● THE EXERCISE: Change "power line" to "utility cable" in the items from the line with "Detect the power line in the picture below." through the line with "top-left (894, 202), bottom-right (1012, 273)", and give those lines back with nothing else altered. Leave out the pictures.

Dataset items
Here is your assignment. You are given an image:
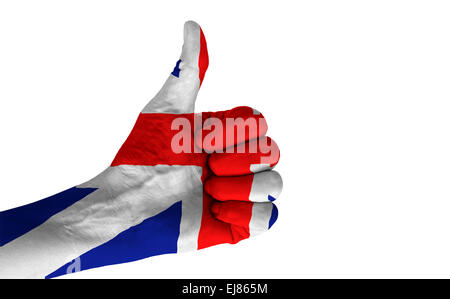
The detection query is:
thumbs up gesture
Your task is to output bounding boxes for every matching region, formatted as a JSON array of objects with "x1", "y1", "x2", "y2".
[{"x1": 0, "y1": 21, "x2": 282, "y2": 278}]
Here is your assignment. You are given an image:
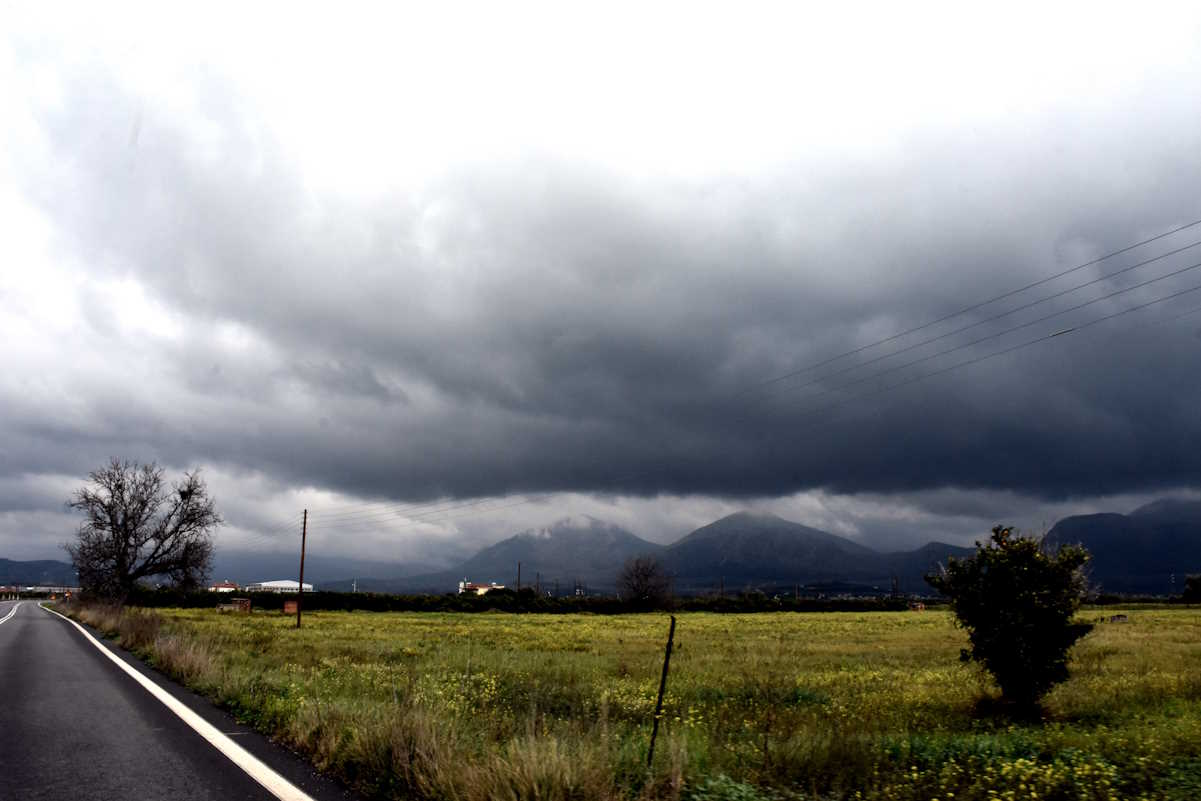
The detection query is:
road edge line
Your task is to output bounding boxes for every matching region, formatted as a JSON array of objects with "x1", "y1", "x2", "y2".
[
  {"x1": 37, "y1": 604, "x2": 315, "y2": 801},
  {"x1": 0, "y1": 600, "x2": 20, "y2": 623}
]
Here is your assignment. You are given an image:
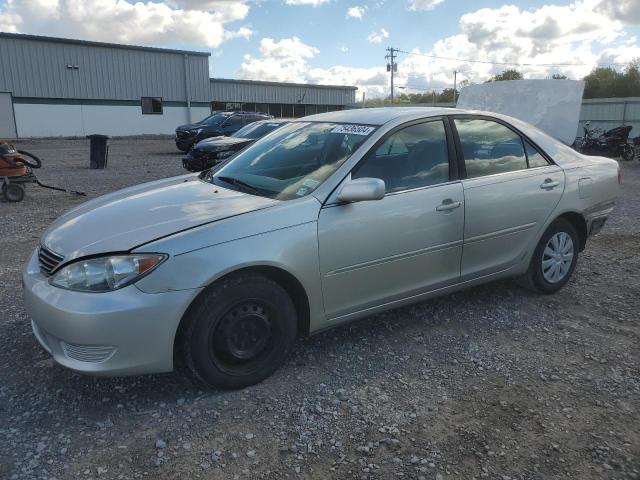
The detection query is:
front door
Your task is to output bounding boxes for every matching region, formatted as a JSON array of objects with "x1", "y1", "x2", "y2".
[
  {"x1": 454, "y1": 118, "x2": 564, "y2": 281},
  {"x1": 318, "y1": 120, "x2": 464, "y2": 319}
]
==
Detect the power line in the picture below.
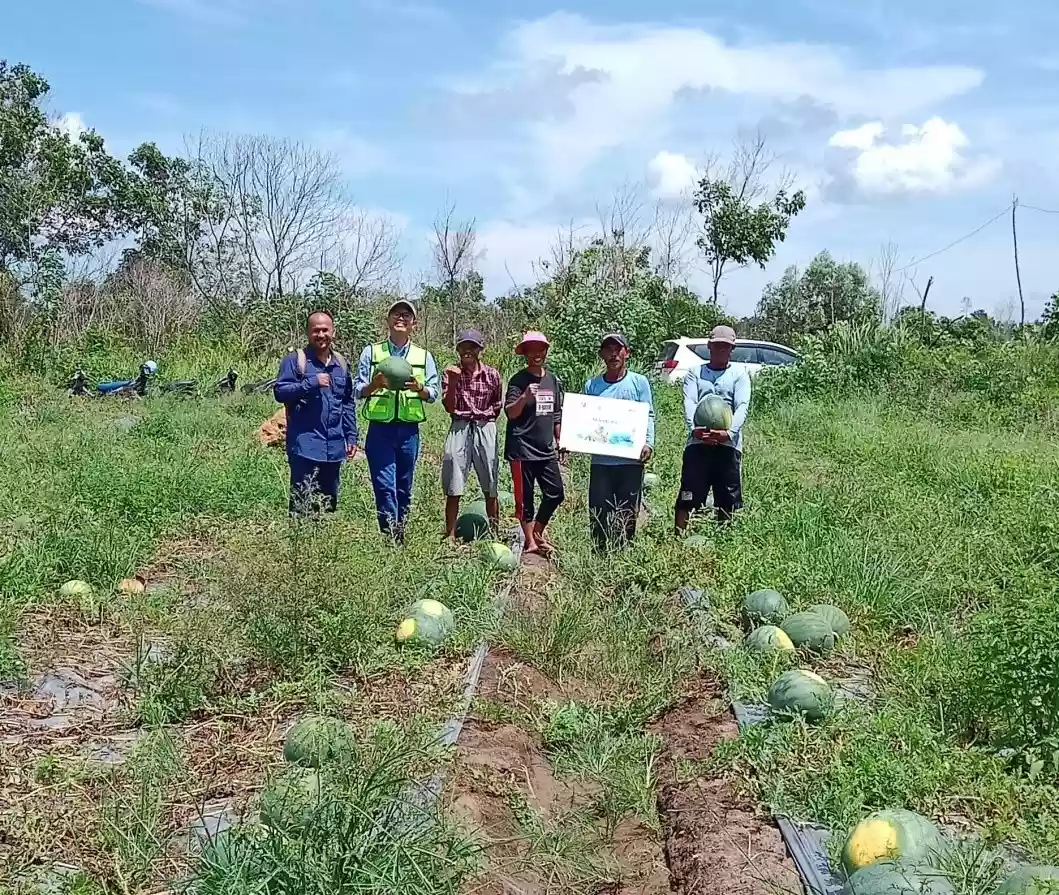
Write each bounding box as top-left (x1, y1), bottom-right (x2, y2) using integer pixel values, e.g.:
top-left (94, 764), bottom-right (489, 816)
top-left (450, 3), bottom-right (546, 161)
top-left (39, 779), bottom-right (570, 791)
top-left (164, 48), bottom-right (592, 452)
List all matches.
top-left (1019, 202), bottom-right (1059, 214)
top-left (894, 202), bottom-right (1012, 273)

● CORRECT RESULT:
Detect the utility cable in the picture below.
Write each bounding box as top-left (x1, y1), bottom-right (x2, y2) using integer pixel values, e.g.:
top-left (94, 764), bottom-right (489, 816)
top-left (450, 3), bottom-right (546, 161)
top-left (39, 779), bottom-right (570, 791)
top-left (164, 48), bottom-right (592, 452)
List all matches.
top-left (1019, 202), bottom-right (1059, 214)
top-left (894, 202), bottom-right (1012, 273)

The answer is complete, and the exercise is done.